AÇÃO NECESSÁRIA 1: Extraia do texto sobre as células B, sem nenhuma alteração, o trecho que começa em "As células foram" e segue até "produção de anticorpos).".
AÇÃO NECESSÁRIA 2: Segundo o texto sobre as células B, o que as células B de memória produzem?

As células foram analisadas por citometria de fluxo (método usado para examinar simultaneamente diversos parâmetros de células ou partículas em suspensão) e ensaios funcionais. Foram analisadas as características biológicas das células B, como a produção de citocinas, as vias de sinalização e a capacidade supressora das células B reguladoras. De acordo com Malmegrim, os resultados mostraram que, nos portadores da doença, há uma desregulação das células B. Antes do transplante há mais células B de memória, que produzem os autoanticorpos que atacam os tecidos do paciente; e menos população de células B jovens (chamadas pelos cientistas de naive), que ainda não aprenderam a reconhecer os antígenos (substâncias que desencadeiam a produção de anticorpos).

DADOS FORNECIDOS:
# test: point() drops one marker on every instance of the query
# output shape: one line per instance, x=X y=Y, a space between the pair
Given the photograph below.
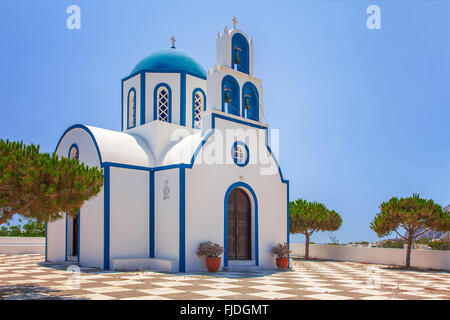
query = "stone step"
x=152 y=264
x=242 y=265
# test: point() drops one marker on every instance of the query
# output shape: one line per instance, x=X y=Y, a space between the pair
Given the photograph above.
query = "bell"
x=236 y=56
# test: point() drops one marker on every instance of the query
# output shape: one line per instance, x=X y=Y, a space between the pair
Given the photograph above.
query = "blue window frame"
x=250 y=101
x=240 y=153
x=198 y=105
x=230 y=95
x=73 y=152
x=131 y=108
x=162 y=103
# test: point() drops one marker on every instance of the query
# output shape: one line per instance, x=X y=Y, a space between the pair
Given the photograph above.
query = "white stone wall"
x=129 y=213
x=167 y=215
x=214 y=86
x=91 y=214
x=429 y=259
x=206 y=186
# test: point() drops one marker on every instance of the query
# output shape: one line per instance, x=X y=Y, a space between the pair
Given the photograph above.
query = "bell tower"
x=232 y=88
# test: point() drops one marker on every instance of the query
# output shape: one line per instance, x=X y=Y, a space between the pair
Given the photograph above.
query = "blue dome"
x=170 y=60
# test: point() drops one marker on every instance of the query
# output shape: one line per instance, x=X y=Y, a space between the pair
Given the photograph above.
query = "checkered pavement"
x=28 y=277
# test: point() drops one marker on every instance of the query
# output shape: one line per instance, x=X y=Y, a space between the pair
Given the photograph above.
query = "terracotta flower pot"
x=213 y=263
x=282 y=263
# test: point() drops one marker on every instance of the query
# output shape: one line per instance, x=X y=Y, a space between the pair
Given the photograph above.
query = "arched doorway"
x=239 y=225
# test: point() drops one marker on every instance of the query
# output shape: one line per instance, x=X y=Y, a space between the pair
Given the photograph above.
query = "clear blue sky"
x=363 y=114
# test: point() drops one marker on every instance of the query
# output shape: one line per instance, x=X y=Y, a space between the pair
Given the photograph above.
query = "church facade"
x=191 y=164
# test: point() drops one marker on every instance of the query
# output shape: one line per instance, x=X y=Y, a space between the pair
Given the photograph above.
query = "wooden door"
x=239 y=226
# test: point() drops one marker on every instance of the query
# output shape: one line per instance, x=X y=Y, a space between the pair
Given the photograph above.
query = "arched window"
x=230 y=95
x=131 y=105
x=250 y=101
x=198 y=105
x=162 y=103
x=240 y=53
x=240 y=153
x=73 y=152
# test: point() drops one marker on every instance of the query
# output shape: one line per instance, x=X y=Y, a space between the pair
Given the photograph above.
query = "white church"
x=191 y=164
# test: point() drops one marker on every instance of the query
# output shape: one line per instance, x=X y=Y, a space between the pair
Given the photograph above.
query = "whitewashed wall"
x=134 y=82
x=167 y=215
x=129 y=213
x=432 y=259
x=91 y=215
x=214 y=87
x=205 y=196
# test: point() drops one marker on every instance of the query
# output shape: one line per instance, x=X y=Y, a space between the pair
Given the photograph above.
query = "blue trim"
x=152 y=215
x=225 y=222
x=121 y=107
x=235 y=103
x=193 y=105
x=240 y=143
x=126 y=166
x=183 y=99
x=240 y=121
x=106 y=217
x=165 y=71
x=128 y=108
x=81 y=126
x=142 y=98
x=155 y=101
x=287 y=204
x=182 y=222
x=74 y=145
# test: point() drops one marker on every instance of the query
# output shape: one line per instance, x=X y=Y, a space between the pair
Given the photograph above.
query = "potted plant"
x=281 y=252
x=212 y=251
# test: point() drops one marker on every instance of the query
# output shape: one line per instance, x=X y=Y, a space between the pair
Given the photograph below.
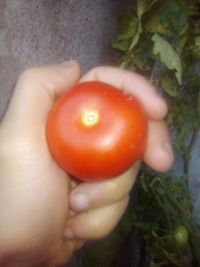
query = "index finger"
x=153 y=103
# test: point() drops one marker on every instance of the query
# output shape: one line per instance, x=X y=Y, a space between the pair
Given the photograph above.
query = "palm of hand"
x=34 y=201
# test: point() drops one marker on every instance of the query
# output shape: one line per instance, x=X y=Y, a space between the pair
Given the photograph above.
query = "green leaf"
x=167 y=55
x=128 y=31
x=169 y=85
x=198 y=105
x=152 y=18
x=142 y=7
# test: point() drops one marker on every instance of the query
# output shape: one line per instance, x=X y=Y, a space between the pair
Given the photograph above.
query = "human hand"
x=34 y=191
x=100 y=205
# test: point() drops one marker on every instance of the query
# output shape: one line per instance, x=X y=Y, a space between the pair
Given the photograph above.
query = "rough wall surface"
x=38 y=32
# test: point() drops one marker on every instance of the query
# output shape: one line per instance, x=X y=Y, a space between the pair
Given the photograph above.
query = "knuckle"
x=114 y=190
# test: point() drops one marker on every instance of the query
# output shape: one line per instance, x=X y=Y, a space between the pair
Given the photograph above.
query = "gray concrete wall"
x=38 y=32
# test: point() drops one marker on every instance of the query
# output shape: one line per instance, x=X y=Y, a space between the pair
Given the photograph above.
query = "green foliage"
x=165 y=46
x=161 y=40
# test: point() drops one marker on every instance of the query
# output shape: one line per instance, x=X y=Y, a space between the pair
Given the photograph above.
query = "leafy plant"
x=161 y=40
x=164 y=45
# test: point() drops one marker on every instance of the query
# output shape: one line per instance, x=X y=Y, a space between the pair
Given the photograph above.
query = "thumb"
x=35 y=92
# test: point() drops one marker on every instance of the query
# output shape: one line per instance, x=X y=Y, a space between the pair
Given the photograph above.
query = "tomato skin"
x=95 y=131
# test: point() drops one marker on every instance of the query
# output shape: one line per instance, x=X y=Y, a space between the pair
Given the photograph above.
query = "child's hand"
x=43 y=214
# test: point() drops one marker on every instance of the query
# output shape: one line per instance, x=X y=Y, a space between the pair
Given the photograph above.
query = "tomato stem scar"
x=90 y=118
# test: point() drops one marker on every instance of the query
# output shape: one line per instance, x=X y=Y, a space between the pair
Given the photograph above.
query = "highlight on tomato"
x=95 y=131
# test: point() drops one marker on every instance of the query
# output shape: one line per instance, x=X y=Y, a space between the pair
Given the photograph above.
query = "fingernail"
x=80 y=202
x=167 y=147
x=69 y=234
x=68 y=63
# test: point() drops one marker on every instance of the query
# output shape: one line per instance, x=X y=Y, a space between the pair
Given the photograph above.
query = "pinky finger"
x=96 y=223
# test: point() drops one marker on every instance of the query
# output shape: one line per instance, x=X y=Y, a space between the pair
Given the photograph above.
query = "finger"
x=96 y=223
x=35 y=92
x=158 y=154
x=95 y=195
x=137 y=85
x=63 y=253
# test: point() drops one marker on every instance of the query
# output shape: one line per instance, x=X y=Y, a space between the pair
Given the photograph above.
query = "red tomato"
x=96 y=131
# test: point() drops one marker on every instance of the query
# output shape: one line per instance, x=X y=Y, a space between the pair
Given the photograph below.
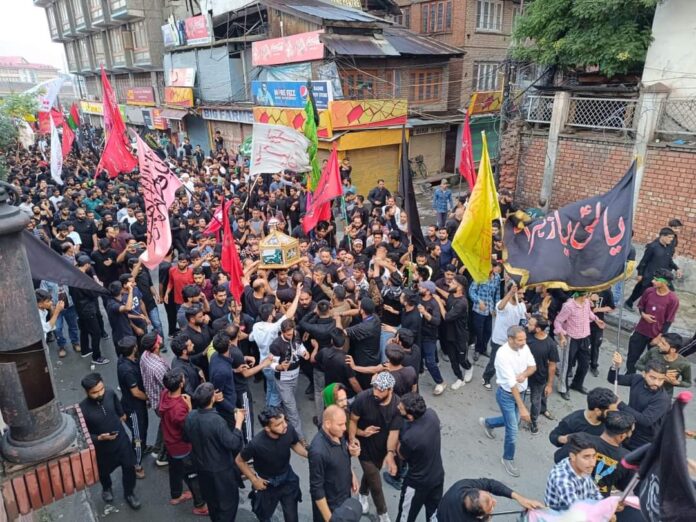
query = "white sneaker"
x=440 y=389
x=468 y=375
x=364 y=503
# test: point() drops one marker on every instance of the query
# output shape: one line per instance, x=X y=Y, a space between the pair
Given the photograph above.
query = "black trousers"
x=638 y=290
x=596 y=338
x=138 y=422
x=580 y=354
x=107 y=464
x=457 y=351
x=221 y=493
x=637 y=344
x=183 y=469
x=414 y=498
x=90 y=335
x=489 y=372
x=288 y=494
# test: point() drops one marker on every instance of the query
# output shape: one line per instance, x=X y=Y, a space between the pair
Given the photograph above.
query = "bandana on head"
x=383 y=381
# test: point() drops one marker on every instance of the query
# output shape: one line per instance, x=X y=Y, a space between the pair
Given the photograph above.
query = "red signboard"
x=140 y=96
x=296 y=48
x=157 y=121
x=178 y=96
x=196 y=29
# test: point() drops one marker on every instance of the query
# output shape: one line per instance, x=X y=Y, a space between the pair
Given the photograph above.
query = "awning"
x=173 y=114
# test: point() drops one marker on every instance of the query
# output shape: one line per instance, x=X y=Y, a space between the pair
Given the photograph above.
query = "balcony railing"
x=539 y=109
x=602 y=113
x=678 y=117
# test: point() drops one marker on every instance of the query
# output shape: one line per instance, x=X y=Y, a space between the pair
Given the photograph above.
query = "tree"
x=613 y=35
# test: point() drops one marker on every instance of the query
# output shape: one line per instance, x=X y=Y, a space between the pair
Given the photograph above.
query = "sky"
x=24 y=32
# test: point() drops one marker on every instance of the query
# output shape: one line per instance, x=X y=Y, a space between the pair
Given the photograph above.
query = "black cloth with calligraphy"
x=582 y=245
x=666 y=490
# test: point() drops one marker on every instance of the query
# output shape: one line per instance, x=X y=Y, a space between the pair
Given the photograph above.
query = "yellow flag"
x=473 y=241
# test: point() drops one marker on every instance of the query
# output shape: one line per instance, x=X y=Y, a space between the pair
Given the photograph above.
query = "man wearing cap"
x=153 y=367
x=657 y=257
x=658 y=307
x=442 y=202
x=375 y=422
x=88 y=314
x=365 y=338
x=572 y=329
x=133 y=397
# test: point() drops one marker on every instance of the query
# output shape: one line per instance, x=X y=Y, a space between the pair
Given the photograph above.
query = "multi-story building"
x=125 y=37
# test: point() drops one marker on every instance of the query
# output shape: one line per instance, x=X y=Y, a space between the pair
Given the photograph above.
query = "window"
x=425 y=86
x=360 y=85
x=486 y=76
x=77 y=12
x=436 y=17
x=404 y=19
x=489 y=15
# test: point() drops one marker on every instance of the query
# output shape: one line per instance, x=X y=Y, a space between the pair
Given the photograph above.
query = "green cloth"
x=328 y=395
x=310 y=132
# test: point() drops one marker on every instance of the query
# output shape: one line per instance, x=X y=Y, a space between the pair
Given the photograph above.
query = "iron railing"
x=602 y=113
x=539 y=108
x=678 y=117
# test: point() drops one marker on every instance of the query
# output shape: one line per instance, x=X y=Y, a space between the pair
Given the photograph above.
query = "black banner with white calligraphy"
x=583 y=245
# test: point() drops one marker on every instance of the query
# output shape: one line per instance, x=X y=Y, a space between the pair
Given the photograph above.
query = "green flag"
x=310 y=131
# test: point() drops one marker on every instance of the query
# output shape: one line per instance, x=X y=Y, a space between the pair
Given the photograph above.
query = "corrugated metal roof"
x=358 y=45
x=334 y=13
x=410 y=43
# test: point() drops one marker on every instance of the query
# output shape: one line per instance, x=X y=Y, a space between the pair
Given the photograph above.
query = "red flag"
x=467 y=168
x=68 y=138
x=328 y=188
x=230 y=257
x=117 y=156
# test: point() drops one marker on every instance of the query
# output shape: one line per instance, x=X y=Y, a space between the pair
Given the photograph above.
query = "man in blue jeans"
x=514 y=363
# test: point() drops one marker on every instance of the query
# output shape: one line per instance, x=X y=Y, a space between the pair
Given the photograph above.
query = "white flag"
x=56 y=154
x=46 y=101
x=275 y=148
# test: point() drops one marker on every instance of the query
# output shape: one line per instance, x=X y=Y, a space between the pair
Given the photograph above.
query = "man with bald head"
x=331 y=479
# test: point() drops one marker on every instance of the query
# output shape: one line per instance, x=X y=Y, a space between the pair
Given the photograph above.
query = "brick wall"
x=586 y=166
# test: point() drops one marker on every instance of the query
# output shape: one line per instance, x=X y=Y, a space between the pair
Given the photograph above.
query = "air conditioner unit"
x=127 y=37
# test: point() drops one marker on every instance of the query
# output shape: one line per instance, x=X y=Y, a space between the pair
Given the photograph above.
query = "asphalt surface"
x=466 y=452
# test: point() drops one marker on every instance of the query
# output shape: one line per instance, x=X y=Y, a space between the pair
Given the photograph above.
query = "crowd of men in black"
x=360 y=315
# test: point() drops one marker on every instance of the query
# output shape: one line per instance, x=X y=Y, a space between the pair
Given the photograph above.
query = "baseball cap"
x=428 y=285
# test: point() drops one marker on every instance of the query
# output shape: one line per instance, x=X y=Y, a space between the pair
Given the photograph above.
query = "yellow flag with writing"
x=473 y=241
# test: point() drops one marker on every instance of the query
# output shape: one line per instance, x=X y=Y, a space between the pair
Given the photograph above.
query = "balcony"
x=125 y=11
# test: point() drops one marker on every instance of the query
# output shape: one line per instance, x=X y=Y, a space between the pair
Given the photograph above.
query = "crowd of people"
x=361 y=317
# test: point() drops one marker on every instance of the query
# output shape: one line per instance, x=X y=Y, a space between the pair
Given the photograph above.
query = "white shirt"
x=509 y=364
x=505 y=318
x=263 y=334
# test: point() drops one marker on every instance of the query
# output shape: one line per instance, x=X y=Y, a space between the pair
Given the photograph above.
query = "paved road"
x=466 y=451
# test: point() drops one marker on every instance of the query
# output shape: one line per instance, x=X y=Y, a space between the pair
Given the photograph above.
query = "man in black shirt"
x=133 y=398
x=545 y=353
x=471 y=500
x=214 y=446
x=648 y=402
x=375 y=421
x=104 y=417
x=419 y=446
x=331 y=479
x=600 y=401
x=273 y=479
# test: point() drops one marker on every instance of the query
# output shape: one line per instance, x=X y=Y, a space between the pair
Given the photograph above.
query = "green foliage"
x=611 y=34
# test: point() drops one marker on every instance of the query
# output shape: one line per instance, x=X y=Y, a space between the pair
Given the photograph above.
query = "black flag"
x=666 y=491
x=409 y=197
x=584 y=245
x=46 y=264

RESPOSTA 1:
As células foram analisadas por citometria de fluxo (método usado para examinar simultaneamente diversos parâmetros de células ou partículas em suspensão) e ensaios funcionais. Foram analisadas as características biológicas das células B, como a produção de citocinas, as vias de sinalização e a capacidade supressora das células B reguladoras. De acordo com Malmegrim, os resultados mostraram que, nos portadores da doença, há uma desregulação das células B. Antes do transplante há mais células B de memória, que produzem os autoanticorpos que atacam os tecidos do paciente; e menos população de células B jovens (chamadas pelos cientistas de naive), que ainda não aprenderam a reconhecer os antígenos (substâncias que desencadeiam a produção de anticorpos).

RESPOSTA 2: Os autoanticorpos que atacam os tecidos do paciente.